— What is required —
Each line of the data should be transcribed exactly as given.

Dataset entries:
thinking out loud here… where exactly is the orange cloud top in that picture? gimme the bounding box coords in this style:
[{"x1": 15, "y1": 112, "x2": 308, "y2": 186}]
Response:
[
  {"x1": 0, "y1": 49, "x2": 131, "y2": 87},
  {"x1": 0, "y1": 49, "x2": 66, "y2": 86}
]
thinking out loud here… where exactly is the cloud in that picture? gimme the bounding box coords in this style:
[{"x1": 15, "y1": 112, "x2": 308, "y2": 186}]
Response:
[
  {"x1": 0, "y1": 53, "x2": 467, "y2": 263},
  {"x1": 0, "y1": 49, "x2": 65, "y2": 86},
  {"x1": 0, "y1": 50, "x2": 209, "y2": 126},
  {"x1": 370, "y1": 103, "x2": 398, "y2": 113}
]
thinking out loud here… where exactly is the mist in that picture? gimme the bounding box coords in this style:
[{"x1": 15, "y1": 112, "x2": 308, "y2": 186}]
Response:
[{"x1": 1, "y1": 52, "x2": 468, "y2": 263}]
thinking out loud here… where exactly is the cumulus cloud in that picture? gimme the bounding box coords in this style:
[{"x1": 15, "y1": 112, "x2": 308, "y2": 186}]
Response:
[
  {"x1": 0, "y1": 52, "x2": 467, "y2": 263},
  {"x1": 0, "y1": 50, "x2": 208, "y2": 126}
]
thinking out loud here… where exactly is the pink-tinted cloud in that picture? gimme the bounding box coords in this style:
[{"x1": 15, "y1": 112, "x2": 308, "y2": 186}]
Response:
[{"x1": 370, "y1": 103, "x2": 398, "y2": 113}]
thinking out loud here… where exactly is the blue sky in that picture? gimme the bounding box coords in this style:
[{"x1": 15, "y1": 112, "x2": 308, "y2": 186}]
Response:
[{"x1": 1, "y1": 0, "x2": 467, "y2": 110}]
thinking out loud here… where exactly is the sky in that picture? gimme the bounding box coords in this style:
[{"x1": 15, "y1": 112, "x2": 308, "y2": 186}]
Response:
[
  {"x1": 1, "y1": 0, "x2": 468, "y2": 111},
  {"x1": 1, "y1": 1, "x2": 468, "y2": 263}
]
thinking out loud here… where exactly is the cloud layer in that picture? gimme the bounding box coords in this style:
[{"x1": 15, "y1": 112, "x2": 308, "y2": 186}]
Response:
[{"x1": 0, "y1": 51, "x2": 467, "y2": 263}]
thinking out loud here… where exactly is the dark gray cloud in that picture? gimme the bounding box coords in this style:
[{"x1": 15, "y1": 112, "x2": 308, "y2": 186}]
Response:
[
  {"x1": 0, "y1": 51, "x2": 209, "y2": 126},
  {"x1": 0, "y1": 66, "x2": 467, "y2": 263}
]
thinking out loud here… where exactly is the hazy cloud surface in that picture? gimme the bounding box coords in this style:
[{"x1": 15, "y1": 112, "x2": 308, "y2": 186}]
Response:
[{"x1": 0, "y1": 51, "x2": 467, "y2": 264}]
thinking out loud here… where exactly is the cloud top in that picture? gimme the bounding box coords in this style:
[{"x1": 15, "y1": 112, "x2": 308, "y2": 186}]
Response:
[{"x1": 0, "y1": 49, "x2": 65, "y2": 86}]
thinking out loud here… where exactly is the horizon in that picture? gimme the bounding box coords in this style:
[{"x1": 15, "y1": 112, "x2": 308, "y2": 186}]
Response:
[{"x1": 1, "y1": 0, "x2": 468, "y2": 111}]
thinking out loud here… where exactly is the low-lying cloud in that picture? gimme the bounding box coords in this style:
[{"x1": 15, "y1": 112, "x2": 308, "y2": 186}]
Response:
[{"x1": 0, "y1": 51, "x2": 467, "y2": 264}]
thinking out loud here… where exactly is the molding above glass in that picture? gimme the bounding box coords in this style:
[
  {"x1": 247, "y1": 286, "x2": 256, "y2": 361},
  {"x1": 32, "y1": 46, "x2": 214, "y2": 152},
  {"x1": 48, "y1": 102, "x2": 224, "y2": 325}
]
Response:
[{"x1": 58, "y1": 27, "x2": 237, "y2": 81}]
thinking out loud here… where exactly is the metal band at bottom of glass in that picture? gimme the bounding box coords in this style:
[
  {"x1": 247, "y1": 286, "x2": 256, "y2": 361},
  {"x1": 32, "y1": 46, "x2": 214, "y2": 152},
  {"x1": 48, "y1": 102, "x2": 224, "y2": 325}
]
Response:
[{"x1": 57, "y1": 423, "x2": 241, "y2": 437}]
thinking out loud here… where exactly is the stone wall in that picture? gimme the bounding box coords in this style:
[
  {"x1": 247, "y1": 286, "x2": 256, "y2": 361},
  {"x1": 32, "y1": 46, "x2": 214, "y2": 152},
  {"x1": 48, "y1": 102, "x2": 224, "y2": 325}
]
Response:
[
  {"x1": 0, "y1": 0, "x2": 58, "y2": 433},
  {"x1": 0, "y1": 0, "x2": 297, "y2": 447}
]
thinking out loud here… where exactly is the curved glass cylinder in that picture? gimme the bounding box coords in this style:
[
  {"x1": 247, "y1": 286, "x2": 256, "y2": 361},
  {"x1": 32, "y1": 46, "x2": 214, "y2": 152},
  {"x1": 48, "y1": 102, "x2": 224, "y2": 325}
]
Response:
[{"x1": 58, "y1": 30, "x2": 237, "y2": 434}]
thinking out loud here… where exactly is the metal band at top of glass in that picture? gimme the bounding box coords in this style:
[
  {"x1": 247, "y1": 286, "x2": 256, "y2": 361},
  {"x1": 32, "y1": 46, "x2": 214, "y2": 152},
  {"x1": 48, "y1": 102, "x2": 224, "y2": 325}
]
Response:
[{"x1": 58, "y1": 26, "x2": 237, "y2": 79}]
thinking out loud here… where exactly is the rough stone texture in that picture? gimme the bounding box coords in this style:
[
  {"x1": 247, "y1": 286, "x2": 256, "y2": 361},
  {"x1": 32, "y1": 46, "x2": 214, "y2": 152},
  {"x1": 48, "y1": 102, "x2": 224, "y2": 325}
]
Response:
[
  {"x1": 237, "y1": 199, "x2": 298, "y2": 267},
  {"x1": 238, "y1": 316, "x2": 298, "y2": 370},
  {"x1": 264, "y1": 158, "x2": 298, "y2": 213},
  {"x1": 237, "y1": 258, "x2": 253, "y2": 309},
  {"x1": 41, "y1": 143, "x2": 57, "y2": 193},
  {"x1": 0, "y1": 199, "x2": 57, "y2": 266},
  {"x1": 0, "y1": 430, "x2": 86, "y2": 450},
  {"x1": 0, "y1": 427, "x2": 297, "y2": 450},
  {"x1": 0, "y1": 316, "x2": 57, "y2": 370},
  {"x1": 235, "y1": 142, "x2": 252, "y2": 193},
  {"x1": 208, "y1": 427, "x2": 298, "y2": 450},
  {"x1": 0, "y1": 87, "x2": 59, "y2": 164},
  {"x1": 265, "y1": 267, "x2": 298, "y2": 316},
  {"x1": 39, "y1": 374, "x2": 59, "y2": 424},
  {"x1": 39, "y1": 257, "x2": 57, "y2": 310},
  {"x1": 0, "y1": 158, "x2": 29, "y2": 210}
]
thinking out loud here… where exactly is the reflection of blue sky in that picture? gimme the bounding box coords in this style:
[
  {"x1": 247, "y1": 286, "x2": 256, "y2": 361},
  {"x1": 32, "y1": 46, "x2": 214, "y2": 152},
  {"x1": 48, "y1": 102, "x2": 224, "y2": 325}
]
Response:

— Your response —
thinking out loud here… where exactly is the orange cloud top in that picture? gimme the bounding box coords in this style:
[{"x1": 15, "y1": 112, "x2": 308, "y2": 186}]
Response:
[
  {"x1": 0, "y1": 49, "x2": 131, "y2": 87},
  {"x1": 0, "y1": 49, "x2": 66, "y2": 86}
]
thinking out loud here… where exactly is the cloud in that picture? gimme the bounding box coords in this style:
[{"x1": 15, "y1": 112, "x2": 308, "y2": 186}]
Response:
[
  {"x1": 0, "y1": 53, "x2": 467, "y2": 263},
  {"x1": 0, "y1": 49, "x2": 65, "y2": 86},
  {"x1": 0, "y1": 50, "x2": 209, "y2": 126},
  {"x1": 370, "y1": 103, "x2": 398, "y2": 113}
]
thinking out loud here… where exactly is the mist in that picture? gimme the bounding box coords in this style:
[{"x1": 15, "y1": 112, "x2": 308, "y2": 186}]
Response:
[{"x1": 1, "y1": 52, "x2": 468, "y2": 263}]
thinking out loud here… where exactly is the cumulus cloud in that picture? gimme the bounding box coords in this style:
[{"x1": 15, "y1": 112, "x2": 308, "y2": 186}]
Response:
[
  {"x1": 0, "y1": 52, "x2": 467, "y2": 263},
  {"x1": 0, "y1": 50, "x2": 208, "y2": 126}
]
thinking out loud here… where exactly is the pink-tinted cloud in that picture? gimme the bounding box coords in this style:
[{"x1": 15, "y1": 112, "x2": 308, "y2": 186}]
Response:
[{"x1": 370, "y1": 103, "x2": 398, "y2": 113}]
thinking out loud here… where exactly is the blue sky in that picture? gimme the bounding box coords in this style:
[{"x1": 15, "y1": 112, "x2": 308, "y2": 186}]
Response:
[{"x1": 1, "y1": 0, "x2": 467, "y2": 110}]
thinking out loud here… where exactly is the sky in that picture? gimme the bounding box coords in this style:
[{"x1": 15, "y1": 112, "x2": 308, "y2": 186}]
Response:
[
  {"x1": 1, "y1": 0, "x2": 468, "y2": 111},
  {"x1": 1, "y1": 1, "x2": 468, "y2": 263}
]
thinking out loud here… where exactly is the cloud layer in that picture? gimme the bounding box coords in this style:
[{"x1": 15, "y1": 112, "x2": 308, "y2": 186}]
Response:
[{"x1": 0, "y1": 51, "x2": 467, "y2": 263}]
thinking out loud here… where exactly is the dark gray cloud in that picture? gimme the bounding box coords in this style:
[{"x1": 15, "y1": 112, "x2": 308, "y2": 186}]
Response:
[
  {"x1": 0, "y1": 51, "x2": 209, "y2": 126},
  {"x1": 0, "y1": 66, "x2": 467, "y2": 263}
]
thinking out loud here… where exactly is the hazy cloud surface in that picture? gimme the bounding box coords in this style:
[{"x1": 15, "y1": 112, "x2": 308, "y2": 186}]
Response:
[{"x1": 0, "y1": 51, "x2": 467, "y2": 264}]
thinking out loud here… where exactly is the cloud top in that picture? gimme the bounding box coords in this style:
[{"x1": 15, "y1": 112, "x2": 308, "y2": 186}]
Response:
[{"x1": 0, "y1": 49, "x2": 65, "y2": 86}]
thinking out loud here… where exactly is the horizon in that picture? gimme the bounding box coords in this style:
[{"x1": 15, "y1": 112, "x2": 308, "y2": 186}]
Response:
[{"x1": 1, "y1": 0, "x2": 468, "y2": 111}]
thinking out loud here… where exactly is the low-lying cloud in that picture? gimme the bounding box coords in this style:
[{"x1": 15, "y1": 112, "x2": 308, "y2": 186}]
Response:
[{"x1": 0, "y1": 51, "x2": 467, "y2": 264}]
thinking out loud here… where exactly is the molding above glass in that picture? gimme the bounding box coords in this style:
[
  {"x1": 247, "y1": 286, "x2": 256, "y2": 361},
  {"x1": 32, "y1": 46, "x2": 214, "y2": 152},
  {"x1": 48, "y1": 102, "x2": 224, "y2": 325}
]
Response:
[{"x1": 58, "y1": 27, "x2": 237, "y2": 81}]
thinking out loud here… where exactly is the metal band at bottom of glass in that picture? gimme the bounding box coords in this style:
[
  {"x1": 247, "y1": 286, "x2": 256, "y2": 361},
  {"x1": 32, "y1": 46, "x2": 214, "y2": 152},
  {"x1": 48, "y1": 102, "x2": 224, "y2": 325}
]
Response:
[{"x1": 57, "y1": 423, "x2": 241, "y2": 437}]
thinking out loud here… where exactly is the stone wall in that picture? gimme the bounding box coords in this style:
[
  {"x1": 247, "y1": 286, "x2": 256, "y2": 361},
  {"x1": 32, "y1": 46, "x2": 214, "y2": 152},
  {"x1": 48, "y1": 102, "x2": 224, "y2": 325}
]
Response:
[
  {"x1": 0, "y1": 0, "x2": 58, "y2": 433},
  {"x1": 0, "y1": 0, "x2": 297, "y2": 447}
]
thinking out loud here… where exactly is the curved glass cylinder in that picture? gimme the bounding box coords in this style:
[
  {"x1": 247, "y1": 286, "x2": 256, "y2": 361},
  {"x1": 32, "y1": 46, "x2": 214, "y2": 152},
  {"x1": 48, "y1": 102, "x2": 224, "y2": 325}
]
Response:
[{"x1": 58, "y1": 30, "x2": 237, "y2": 434}]
thinking out loud here… where exactly is the metal band at top of glass in that picture? gimme the bounding box coords in this style:
[
  {"x1": 247, "y1": 286, "x2": 256, "y2": 361},
  {"x1": 32, "y1": 46, "x2": 214, "y2": 152},
  {"x1": 48, "y1": 102, "x2": 224, "y2": 325}
]
Response:
[{"x1": 58, "y1": 26, "x2": 237, "y2": 79}]
thinking out loud here… where exactly is the rough stone texture in that picture? gimme the bounding box coords in this style:
[
  {"x1": 247, "y1": 286, "x2": 256, "y2": 361},
  {"x1": 32, "y1": 46, "x2": 214, "y2": 152},
  {"x1": 48, "y1": 102, "x2": 224, "y2": 325}
]
Response:
[
  {"x1": 237, "y1": 199, "x2": 298, "y2": 267},
  {"x1": 238, "y1": 316, "x2": 298, "y2": 370},
  {"x1": 264, "y1": 158, "x2": 298, "y2": 213},
  {"x1": 237, "y1": 258, "x2": 253, "y2": 309},
  {"x1": 41, "y1": 143, "x2": 57, "y2": 193},
  {"x1": 0, "y1": 199, "x2": 57, "y2": 266},
  {"x1": 0, "y1": 430, "x2": 86, "y2": 450},
  {"x1": 0, "y1": 427, "x2": 297, "y2": 450},
  {"x1": 0, "y1": 316, "x2": 57, "y2": 370},
  {"x1": 235, "y1": 142, "x2": 252, "y2": 193},
  {"x1": 208, "y1": 427, "x2": 298, "y2": 450},
  {"x1": 0, "y1": 87, "x2": 59, "y2": 164},
  {"x1": 265, "y1": 267, "x2": 298, "y2": 316},
  {"x1": 39, "y1": 374, "x2": 59, "y2": 424},
  {"x1": 39, "y1": 257, "x2": 57, "y2": 310},
  {"x1": 0, "y1": 158, "x2": 29, "y2": 210}
]
thinking out loud here… where exactly is the reflection of blue sky in that picture? gimme the bounding box coords in this style:
[
  {"x1": 247, "y1": 286, "x2": 256, "y2": 361},
  {"x1": 32, "y1": 46, "x2": 214, "y2": 152},
  {"x1": 48, "y1": 102, "x2": 224, "y2": 325}
]
Response:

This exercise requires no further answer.